Excerpts of annotation records:
════

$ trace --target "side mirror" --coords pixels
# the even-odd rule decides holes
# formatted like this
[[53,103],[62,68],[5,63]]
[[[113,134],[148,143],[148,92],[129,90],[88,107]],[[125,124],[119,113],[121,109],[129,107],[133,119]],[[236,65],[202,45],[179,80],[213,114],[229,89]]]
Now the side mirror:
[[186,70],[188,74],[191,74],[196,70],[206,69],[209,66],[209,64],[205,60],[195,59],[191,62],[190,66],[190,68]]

════

Arrange the lines of the records as a JSON list of strings, one string per line, leaving out any blank lines.

Worked solution:
[
  "$ trace --target \"side mirror\" --coords pixels",
  "# the even-odd rule decides holes",
  "# formatted like this",
  "[[53,103],[62,68],[5,63]]",
  "[[[113,134],[148,143],[148,92],[129,90],[88,107]],[[125,124],[119,113],[121,109],[129,107],[133,119]],[[236,65],[202,45],[179,80],[213,114],[229,89]]]",
  "Now the side mirror:",
  "[[186,70],[188,74],[191,74],[196,70],[206,69],[209,66],[209,64],[205,60],[195,59],[191,62],[190,66],[190,68]]"
]